→ WHAT TO DO:
Print exactly what the entries say, line by line, from the first line down to the one with "100L99 132H103L108 112L103", inclusive.

Segment Open

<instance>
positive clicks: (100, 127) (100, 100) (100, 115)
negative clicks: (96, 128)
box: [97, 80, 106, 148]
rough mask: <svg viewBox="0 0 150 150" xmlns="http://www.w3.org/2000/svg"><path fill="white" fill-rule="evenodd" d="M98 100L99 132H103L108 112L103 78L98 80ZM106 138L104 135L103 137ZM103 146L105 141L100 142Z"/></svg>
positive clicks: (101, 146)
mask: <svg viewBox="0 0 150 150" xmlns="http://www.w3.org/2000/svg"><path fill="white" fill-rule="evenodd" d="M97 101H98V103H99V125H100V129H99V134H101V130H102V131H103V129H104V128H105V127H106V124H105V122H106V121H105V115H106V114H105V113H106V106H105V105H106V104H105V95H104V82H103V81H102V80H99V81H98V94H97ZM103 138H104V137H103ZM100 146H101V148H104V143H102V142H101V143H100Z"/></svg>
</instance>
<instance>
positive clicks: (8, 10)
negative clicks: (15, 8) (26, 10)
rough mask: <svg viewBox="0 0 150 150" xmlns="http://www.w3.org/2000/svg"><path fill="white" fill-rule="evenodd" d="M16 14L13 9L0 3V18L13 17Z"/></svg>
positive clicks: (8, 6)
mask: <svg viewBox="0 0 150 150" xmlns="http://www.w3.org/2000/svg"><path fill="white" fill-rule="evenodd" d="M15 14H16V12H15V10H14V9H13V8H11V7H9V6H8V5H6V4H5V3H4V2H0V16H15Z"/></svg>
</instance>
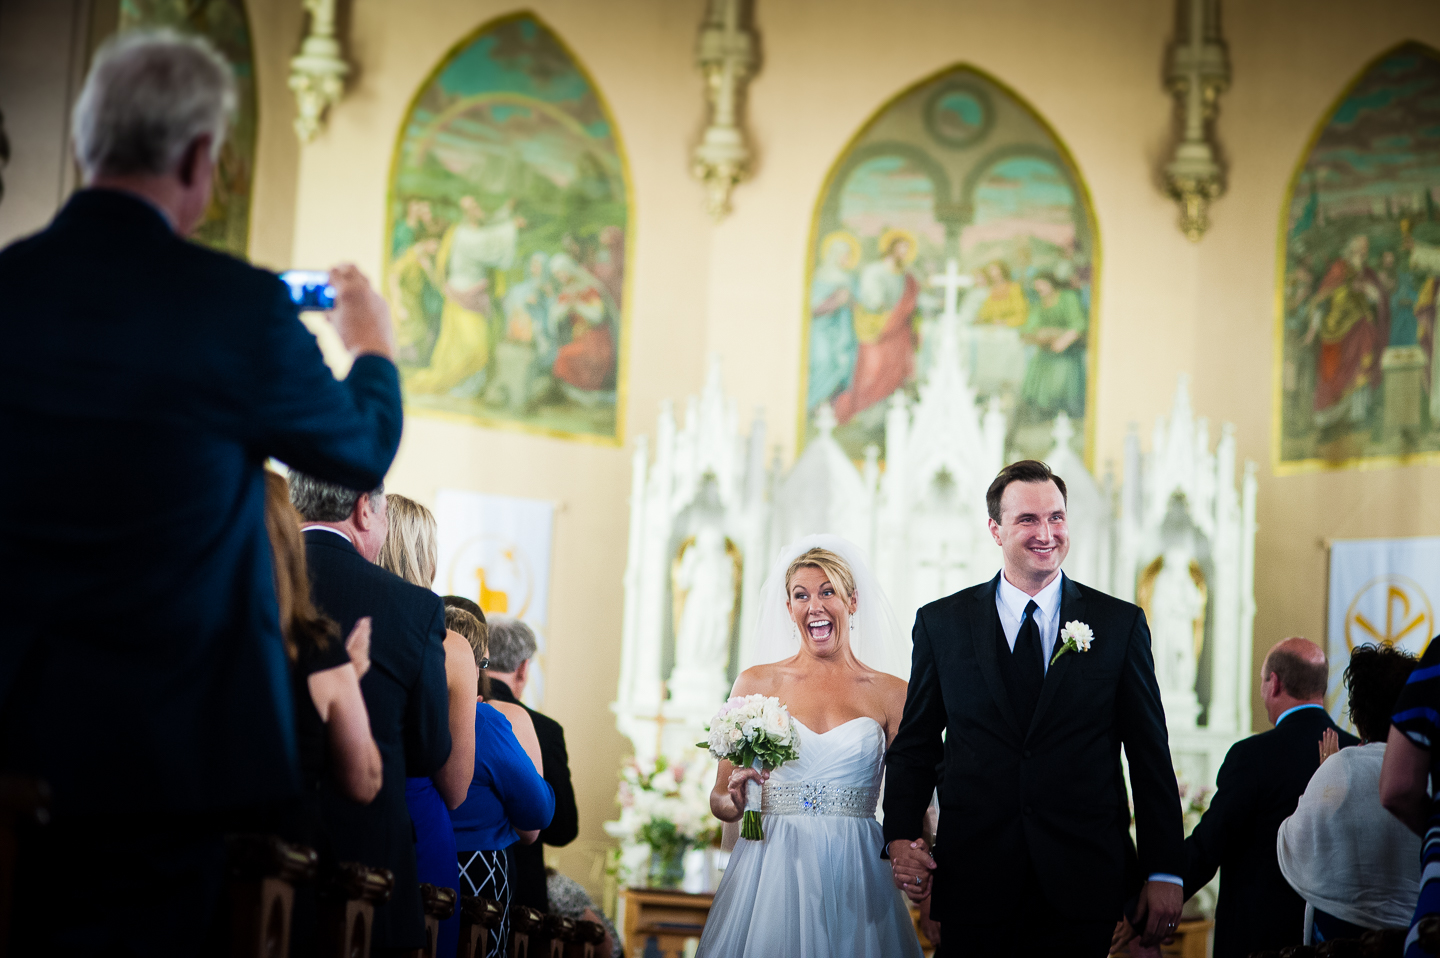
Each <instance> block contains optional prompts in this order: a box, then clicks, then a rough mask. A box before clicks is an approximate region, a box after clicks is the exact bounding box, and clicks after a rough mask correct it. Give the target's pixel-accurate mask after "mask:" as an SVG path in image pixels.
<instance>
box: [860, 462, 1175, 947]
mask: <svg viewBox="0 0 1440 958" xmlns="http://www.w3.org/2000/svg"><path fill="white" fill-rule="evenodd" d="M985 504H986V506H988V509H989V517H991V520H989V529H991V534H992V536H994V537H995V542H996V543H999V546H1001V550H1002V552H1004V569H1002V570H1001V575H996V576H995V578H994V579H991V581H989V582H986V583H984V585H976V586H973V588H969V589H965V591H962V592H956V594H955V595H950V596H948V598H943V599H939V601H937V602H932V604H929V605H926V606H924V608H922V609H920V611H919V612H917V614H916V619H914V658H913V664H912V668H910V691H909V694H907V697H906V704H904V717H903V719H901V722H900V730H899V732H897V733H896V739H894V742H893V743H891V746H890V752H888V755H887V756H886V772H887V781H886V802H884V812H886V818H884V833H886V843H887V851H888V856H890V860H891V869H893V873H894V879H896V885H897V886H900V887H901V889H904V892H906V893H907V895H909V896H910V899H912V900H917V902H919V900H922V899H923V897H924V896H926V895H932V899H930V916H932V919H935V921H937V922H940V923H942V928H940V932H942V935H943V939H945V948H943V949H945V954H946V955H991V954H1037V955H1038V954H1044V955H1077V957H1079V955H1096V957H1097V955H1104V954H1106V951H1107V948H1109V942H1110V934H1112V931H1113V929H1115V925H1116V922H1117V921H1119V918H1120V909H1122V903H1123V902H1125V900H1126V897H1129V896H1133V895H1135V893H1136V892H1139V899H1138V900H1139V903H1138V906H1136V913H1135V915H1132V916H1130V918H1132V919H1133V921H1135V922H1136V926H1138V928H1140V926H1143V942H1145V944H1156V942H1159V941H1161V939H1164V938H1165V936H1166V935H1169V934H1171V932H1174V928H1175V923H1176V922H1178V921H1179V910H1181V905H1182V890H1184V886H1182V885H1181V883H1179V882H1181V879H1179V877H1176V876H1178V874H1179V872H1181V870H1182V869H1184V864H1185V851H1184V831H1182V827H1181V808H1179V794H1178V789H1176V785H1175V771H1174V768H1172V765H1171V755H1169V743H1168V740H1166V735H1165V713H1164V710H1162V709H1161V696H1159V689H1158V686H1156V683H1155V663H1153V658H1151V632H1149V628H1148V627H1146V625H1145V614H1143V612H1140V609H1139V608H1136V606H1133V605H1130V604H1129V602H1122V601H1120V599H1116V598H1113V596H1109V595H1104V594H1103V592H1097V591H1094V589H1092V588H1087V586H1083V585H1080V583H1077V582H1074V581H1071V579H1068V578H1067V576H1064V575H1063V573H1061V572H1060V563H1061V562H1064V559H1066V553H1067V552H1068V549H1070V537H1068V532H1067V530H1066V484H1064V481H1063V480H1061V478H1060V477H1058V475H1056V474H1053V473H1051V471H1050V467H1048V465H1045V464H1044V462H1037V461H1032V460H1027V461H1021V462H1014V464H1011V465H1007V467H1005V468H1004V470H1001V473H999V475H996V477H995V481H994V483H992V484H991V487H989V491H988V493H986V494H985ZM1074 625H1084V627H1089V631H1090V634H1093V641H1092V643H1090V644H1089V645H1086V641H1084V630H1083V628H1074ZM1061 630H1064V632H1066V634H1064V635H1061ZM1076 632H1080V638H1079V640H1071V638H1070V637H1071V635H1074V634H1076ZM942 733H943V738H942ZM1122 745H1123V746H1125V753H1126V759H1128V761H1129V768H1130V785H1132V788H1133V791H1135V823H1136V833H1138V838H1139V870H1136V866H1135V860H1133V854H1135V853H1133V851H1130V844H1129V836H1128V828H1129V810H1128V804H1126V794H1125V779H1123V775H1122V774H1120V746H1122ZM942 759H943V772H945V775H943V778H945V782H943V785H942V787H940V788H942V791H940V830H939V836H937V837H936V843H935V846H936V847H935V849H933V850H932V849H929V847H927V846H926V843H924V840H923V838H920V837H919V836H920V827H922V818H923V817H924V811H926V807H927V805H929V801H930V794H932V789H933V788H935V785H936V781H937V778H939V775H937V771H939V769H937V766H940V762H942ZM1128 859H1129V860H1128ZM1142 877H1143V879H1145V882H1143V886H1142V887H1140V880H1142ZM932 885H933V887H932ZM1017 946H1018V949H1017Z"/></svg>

Segment Closed

→ ANSWER FOR THE TASK:
<instance>
positive clicks: (100, 127) (100, 100) (100, 115)
negative clicks: (96, 128)
box: [97, 80, 106, 148]
rough mask: <svg viewBox="0 0 150 150" xmlns="http://www.w3.org/2000/svg"><path fill="white" fill-rule="evenodd" d="M98 100L99 132H103L108 112L103 78L98 80ZM106 138L104 135L103 137ZM103 146L105 141L100 142Z"/></svg>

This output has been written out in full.